Transcribe the records below exactly as they appear.

═══ Information shown ═══

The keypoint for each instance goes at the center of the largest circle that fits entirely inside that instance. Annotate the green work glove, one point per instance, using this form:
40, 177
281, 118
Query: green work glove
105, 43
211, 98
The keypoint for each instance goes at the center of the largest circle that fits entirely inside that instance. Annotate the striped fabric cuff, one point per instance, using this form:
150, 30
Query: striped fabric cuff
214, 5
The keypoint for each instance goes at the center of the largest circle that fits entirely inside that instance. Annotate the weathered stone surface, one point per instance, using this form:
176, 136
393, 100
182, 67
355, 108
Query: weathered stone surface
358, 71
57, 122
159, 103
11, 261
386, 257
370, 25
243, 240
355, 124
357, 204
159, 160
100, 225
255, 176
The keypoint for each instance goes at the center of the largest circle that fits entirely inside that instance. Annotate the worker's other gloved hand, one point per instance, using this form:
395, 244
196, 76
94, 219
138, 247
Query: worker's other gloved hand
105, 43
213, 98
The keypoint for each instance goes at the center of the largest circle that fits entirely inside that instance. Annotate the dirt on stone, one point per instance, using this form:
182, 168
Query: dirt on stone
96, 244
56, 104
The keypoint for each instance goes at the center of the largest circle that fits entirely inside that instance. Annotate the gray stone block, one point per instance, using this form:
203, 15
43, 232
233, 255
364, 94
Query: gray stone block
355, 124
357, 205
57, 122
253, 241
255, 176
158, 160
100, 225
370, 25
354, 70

═══

Answer section:
The keypoint for each instance goes at the center of the largest circle that fits entirely inside that instance. Annotate the green work glove, one point per instance, using this form:
40, 177
281, 118
Query: green work glove
105, 43
211, 98
The keypoint for each instance goes at the center of the largest circle that fits entirely inside that instance. Annotate the striped fabric cuff, one point per instance, using this form:
150, 30
Query: striped fabric cuff
214, 5
The keypoint for each instance goes at the center of the largest circle that fits entirely inside that instance. Annotate the weathered stone surface, one point per instance, using this form:
176, 136
393, 100
182, 67
355, 108
Query: weathered stone surface
358, 71
57, 122
159, 103
11, 261
386, 257
370, 25
243, 240
355, 124
357, 204
159, 160
100, 225
255, 176
The keypoint for each instance goes at the center of the largest circle that fits entirely inside that instance. Annotate the worker's other gloved hand, one point per instance, using this form:
395, 244
196, 76
94, 219
138, 247
Query: worker's other gloved hand
105, 43
213, 98
The keypoint for each instance goes at the center of the largest circle that fits entirely inside that instance. Annotate the dirt on stone, one point per instance, using this form:
182, 168
Query: dirt on stone
96, 244
56, 104
The keypoint for each instance goes at the center of the largest circle that fits entirely inside that instance. Annotate the gray stone block, one point per instance, using this form:
203, 15
43, 232
233, 255
364, 94
Query: gray stone block
355, 124
357, 205
57, 122
253, 241
255, 176
158, 160
100, 225
370, 25
354, 70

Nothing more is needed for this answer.